- Problem description -
Turn the data below into a Markdown table with a Row column numbering each line and a Line column holding that line's text, skipping any blank lines. Leave the pictures out of the table.

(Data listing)
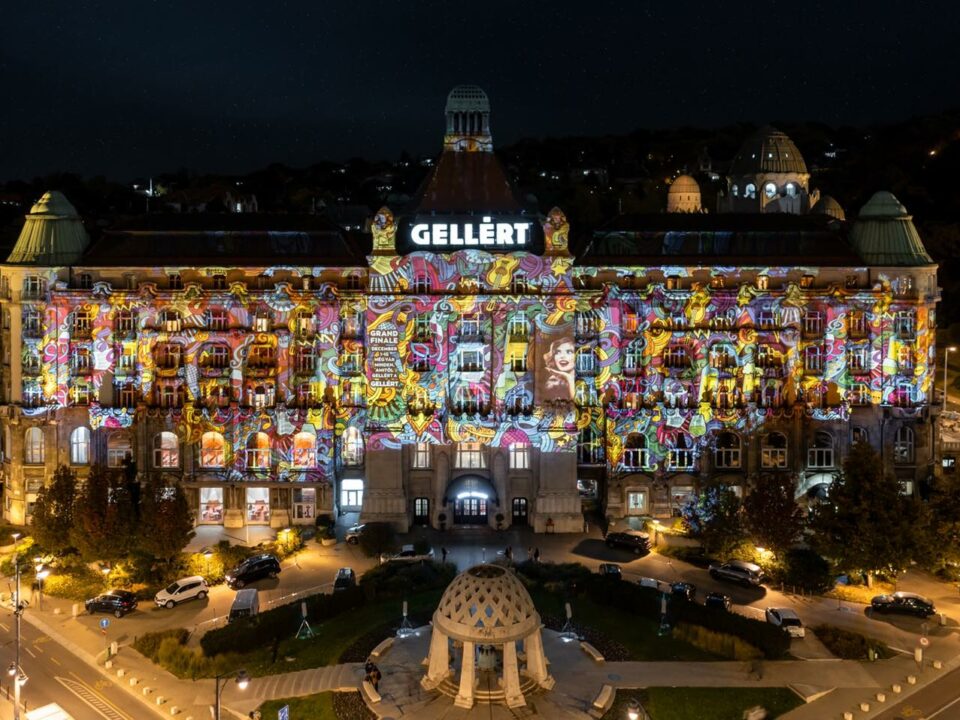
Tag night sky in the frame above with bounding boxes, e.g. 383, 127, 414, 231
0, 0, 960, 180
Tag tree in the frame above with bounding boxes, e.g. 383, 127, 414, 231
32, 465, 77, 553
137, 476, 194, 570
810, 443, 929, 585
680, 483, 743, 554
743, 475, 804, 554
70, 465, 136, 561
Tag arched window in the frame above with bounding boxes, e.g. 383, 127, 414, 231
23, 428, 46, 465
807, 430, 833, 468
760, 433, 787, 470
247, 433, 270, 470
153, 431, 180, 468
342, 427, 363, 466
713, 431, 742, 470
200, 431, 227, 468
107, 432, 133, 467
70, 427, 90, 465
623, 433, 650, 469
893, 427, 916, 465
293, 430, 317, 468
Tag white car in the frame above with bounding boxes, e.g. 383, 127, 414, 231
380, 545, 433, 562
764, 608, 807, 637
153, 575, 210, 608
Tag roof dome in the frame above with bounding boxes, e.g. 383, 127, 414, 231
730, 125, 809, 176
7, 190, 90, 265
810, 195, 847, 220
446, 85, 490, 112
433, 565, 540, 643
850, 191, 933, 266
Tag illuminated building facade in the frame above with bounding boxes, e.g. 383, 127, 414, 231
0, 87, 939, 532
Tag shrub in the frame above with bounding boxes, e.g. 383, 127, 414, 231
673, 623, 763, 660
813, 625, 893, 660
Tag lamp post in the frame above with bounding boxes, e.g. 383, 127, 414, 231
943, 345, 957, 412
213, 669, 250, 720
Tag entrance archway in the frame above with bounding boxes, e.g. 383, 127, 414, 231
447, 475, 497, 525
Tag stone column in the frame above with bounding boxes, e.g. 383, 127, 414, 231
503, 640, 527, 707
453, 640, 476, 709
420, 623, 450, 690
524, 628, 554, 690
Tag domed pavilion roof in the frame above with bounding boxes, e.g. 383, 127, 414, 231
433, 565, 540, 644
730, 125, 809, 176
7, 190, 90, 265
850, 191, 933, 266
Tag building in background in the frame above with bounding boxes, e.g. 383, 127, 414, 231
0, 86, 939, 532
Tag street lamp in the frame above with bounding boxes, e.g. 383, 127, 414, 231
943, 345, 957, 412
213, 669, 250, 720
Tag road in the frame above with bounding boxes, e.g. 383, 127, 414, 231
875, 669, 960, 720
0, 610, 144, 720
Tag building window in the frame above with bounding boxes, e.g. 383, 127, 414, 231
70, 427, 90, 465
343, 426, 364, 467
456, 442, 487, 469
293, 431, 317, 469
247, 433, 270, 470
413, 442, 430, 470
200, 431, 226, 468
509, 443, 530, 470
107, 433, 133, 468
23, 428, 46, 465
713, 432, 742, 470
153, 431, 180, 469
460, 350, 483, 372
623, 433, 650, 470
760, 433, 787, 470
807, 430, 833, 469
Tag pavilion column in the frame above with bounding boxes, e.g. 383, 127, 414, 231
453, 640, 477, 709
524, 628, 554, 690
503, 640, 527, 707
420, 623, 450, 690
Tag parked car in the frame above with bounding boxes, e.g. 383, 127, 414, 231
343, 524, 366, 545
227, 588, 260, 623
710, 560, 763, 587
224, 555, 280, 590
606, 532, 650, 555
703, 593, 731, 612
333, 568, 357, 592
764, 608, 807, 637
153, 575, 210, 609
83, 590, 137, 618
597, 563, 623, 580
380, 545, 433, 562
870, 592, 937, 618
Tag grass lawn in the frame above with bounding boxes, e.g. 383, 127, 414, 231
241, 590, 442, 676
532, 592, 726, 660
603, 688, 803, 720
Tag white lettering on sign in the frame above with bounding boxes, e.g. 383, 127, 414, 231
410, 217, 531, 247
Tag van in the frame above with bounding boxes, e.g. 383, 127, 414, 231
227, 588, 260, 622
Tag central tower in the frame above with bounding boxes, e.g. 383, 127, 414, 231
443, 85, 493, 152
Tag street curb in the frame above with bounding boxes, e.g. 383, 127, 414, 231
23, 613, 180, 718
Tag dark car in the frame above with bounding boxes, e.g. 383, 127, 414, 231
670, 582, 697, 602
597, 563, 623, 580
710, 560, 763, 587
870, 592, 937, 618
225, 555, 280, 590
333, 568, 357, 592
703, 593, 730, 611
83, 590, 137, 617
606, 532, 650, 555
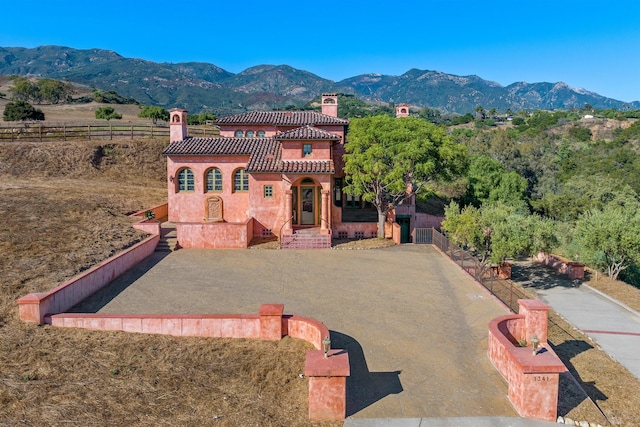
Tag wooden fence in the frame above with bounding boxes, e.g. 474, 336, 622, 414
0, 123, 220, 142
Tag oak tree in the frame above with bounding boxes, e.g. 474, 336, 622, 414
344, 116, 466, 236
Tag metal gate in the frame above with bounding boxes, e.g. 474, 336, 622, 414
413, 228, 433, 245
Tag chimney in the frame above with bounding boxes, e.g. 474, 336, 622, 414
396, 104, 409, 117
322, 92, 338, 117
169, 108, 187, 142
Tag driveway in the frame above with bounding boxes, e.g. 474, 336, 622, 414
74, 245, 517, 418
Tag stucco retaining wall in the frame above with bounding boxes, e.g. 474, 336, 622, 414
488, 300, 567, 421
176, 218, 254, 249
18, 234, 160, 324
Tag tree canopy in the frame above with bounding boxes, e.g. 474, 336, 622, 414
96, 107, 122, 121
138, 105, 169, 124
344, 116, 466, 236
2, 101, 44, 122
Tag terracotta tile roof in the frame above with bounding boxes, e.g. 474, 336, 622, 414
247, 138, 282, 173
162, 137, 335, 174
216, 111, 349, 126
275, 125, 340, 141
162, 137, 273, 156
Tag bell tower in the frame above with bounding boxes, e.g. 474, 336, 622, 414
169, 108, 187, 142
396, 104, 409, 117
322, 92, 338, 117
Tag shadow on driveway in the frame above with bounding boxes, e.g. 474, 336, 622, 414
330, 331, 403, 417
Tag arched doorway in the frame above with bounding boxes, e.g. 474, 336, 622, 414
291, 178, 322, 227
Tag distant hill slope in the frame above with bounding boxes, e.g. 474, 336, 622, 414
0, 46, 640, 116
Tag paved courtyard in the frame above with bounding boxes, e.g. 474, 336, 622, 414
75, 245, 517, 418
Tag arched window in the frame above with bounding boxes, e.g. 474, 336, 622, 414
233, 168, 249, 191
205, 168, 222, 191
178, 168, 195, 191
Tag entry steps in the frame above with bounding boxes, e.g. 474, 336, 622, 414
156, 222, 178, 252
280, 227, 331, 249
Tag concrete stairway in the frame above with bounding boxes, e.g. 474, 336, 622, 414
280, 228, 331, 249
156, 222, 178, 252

- Solution to this exercise -
| Row | Line |
|---|---|
| 1 | Tag night sky in the frame above with bounding boxes, e.g. 383, 127, 414, 231 |
| 2 | 0, 0, 960, 180 |
| 3 | Tag tree in the frame above with bounding boxes, e.g. 383, 127, 414, 231 |
| 4 | 32, 465, 77, 553 |
| 5 | 137, 476, 194, 570 |
| 6 | 810, 443, 929, 585 |
| 7 | 680, 483, 743, 554 |
| 8 | 743, 475, 804, 554 |
| 9 | 70, 465, 136, 561 |
| 10 | Tag arched window in the frame above with bounding boxes, e.g. 383, 127, 414, 231 |
| 11 | 23, 428, 46, 465 |
| 12 | 807, 430, 833, 468 |
| 13 | 760, 433, 787, 470 |
| 14 | 247, 433, 270, 470 |
| 15 | 153, 431, 180, 468 |
| 16 | 342, 427, 363, 466 |
| 17 | 713, 431, 742, 470 |
| 18 | 200, 431, 227, 468 |
| 19 | 107, 432, 133, 467 |
| 20 | 70, 427, 90, 465 |
| 21 | 623, 433, 650, 469 |
| 22 | 893, 427, 916, 465 |
| 23 | 293, 430, 317, 468 |
| 24 | Tag white car in the frame above with bounding boxes, e.g. 383, 127, 414, 231 |
| 25 | 380, 545, 433, 562 |
| 26 | 764, 608, 807, 637 |
| 27 | 153, 575, 210, 608 |
| 28 | Tag roof dome in the frame above with bounding boxes, e.g. 383, 127, 414, 231 |
| 29 | 730, 125, 809, 176 |
| 30 | 7, 190, 90, 265 |
| 31 | 810, 195, 847, 220 |
| 32 | 446, 85, 490, 112 |
| 33 | 433, 565, 540, 643 |
| 34 | 850, 191, 933, 266 |
| 35 | Tag illuminated building facade in the frame above with bounding boxes, e.g. 383, 127, 414, 231 |
| 36 | 0, 87, 939, 532 |
| 37 | Tag shrub in the frame above with bounding boxes, e.g. 383, 127, 414, 231 |
| 38 | 673, 623, 763, 660 |
| 39 | 813, 625, 893, 660 |
| 40 | Tag lamp post in the frame above with bounding boxes, e.g. 383, 127, 414, 231 |
| 41 | 943, 345, 957, 412 |
| 42 | 213, 669, 250, 720 |
| 43 | Tag entrance archway in the frame above with bounding boxes, e.g. 383, 127, 414, 231 |
| 44 | 447, 475, 497, 525 |
| 45 | Tag stone column in the frame above with bounding boxes, e.g. 383, 127, 414, 231 |
| 46 | 503, 640, 527, 707 |
| 47 | 453, 640, 476, 709 |
| 48 | 420, 623, 450, 690 |
| 49 | 524, 628, 554, 690 |
| 50 | Tag domed pavilion roof in the frame above with bounding boxes, e.g. 383, 127, 414, 231 |
| 51 | 433, 565, 540, 644 |
| 52 | 730, 125, 809, 176 |
| 53 | 7, 190, 90, 265 |
| 54 | 850, 191, 933, 266 |
| 55 | Tag building in background in the frame above with bounding boxes, e.g. 383, 127, 414, 231 |
| 56 | 0, 86, 939, 532 |
| 57 | Tag street lamp in the frame above with bounding boxes, e.g. 383, 127, 414, 231 |
| 58 | 943, 345, 957, 412 |
| 59 | 213, 669, 250, 720 |
| 60 | Tag road in the frame above with bounding boxes, e.g. 383, 127, 414, 231 |
| 61 | 875, 669, 960, 720 |
| 62 | 0, 610, 144, 720 |
| 63 | Tag building window in the frame above with bounding boxes, e.g. 383, 127, 414, 231 |
| 64 | 70, 427, 90, 465 |
| 65 | 343, 426, 364, 467 |
| 66 | 456, 442, 487, 469 |
| 67 | 293, 431, 317, 469 |
| 68 | 247, 433, 270, 470 |
| 69 | 413, 442, 430, 470 |
| 70 | 200, 431, 226, 468 |
| 71 | 509, 443, 530, 470 |
| 72 | 107, 433, 133, 468 |
| 73 | 23, 428, 46, 465 |
| 74 | 713, 432, 742, 470 |
| 75 | 153, 431, 180, 469 |
| 76 | 460, 350, 483, 372 |
| 77 | 623, 433, 650, 470 |
| 78 | 760, 433, 787, 470 |
| 79 | 807, 430, 833, 469 |
| 80 | Tag pavilion column in the frame above with bounding boxes, e.g. 383, 127, 414, 231 |
| 81 | 453, 640, 477, 709 |
| 82 | 524, 628, 554, 690 |
| 83 | 503, 640, 527, 707 |
| 84 | 420, 623, 450, 690 |
| 85 | Tag parked car in the frame above with bounding boxes, e.g. 383, 127, 414, 231 |
| 86 | 343, 524, 366, 545 |
| 87 | 227, 588, 260, 623 |
| 88 | 710, 560, 763, 587 |
| 89 | 224, 555, 280, 590 |
| 90 | 606, 532, 650, 555 |
| 91 | 703, 593, 731, 612 |
| 92 | 333, 568, 357, 592 |
| 93 | 764, 608, 807, 637 |
| 94 | 153, 575, 210, 609 |
| 95 | 83, 590, 137, 618 |
| 96 | 597, 563, 623, 580 |
| 97 | 380, 545, 433, 562 |
| 98 | 870, 592, 937, 618 |
| 99 | Tag grass lawn in the frame above with bounding boxes, e.g. 383, 127, 414, 231 |
| 100 | 241, 590, 442, 676 |
| 101 | 532, 592, 726, 660 |
| 102 | 603, 688, 803, 720 |
| 103 | Tag white lettering on sign in the frame above with bounding boxes, e.g. 383, 127, 414, 231 |
| 104 | 410, 217, 531, 247 |
| 105 | Tag van in the frame above with bounding boxes, e.g. 383, 127, 414, 231 |
| 106 | 227, 588, 260, 622 |
| 107 | Tag central tower in the frame above with bounding boxes, e.g. 383, 127, 414, 231 |
| 108 | 443, 85, 493, 152 |
| 109 | Tag street curb in the frame above with bounding boxes, e.g. 383, 127, 414, 231 |
| 110 | 23, 613, 180, 718 |
| 111 | Tag dark car in the frame above with bounding boxes, e.g. 383, 127, 414, 231 |
| 112 | 670, 582, 697, 602 |
| 113 | 597, 563, 623, 580 |
| 114 | 710, 560, 763, 587 |
| 115 | 870, 592, 937, 618 |
| 116 | 225, 555, 280, 590 |
| 117 | 333, 568, 357, 592 |
| 118 | 703, 593, 730, 611 |
| 119 | 83, 590, 137, 617 |
| 120 | 606, 532, 650, 555 |
| 121 | Tag wooden fence in the frame above with bounding boxes, e.g. 474, 336, 622, 414 |
| 122 | 0, 123, 220, 142 |
| 123 | Tag oak tree in the frame above with bounding boxes, e.g. 474, 336, 622, 414 |
| 124 | 344, 116, 466, 236 |
| 125 | Tag metal gate in the frame above with bounding boxes, e.g. 474, 336, 622, 414 |
| 126 | 413, 228, 433, 245 |
| 127 | Tag chimney in the frame above with bounding boxes, e.g. 474, 336, 622, 414 |
| 128 | 396, 104, 409, 117 |
| 129 | 322, 92, 338, 117 |
| 130 | 169, 108, 187, 142 |
| 131 | Tag driveway in the frame above with bounding boxes, e.g. 474, 336, 622, 414 |
| 132 | 74, 245, 517, 418 |
| 133 | Tag stucco retaining wall in the frame above with bounding boxes, e.g. 474, 336, 622, 414 |
| 134 | 488, 300, 567, 421 |
| 135 | 176, 218, 254, 249 |
| 136 | 18, 234, 160, 324 |
| 137 | Tag tree canopy in the frame above with bounding boxes, e.g. 474, 336, 622, 414 |
| 138 | 96, 107, 122, 121 |
| 139 | 138, 105, 169, 124 |
| 140 | 344, 116, 466, 236 |
| 141 | 2, 101, 44, 122 |
| 142 | Tag terracotta tile roof in the frame above with bounding boxes, e.g. 474, 336, 622, 414 |
| 143 | 247, 138, 282, 173 |
| 144 | 162, 137, 335, 174 |
| 145 | 216, 111, 349, 126 |
| 146 | 275, 125, 340, 141 |
| 147 | 162, 137, 273, 156 |
| 148 | Tag bell tower in the frame above with bounding boxes, e.g. 474, 336, 622, 414 |
| 149 | 169, 108, 187, 142 |
| 150 | 396, 104, 409, 117 |
| 151 | 322, 92, 338, 117 |
| 152 | Tag shadow on driveway in the frame above with bounding boxes, e.g. 474, 336, 622, 414 |
| 153 | 330, 331, 403, 417 |
| 154 | Tag arched doorway in the frame above with bounding boxes, e.g. 474, 336, 622, 414 |
| 155 | 291, 178, 322, 227 |
| 156 | Tag distant hill slope in the frame above with bounding boxes, e.g. 474, 336, 622, 414 |
| 157 | 0, 46, 640, 116 |
| 158 | Tag paved courtyard in the frame above with bounding boxes, e.g. 474, 336, 622, 414 |
| 159 | 75, 245, 517, 418 |
| 160 | Tag arched window in the frame above with bounding boxes, e.g. 474, 336, 622, 414 |
| 161 | 233, 168, 249, 191 |
| 162 | 205, 168, 222, 191 |
| 163 | 178, 168, 195, 191 |
| 164 | Tag entry steps in the frame above with bounding boxes, e.g. 474, 336, 622, 414 |
| 165 | 156, 222, 178, 252 |
| 166 | 280, 227, 331, 249 |
| 167 | Tag concrete stairway in the frame above with bounding boxes, e.g. 474, 336, 622, 414 |
| 168 | 280, 228, 331, 249 |
| 169 | 156, 222, 178, 252 |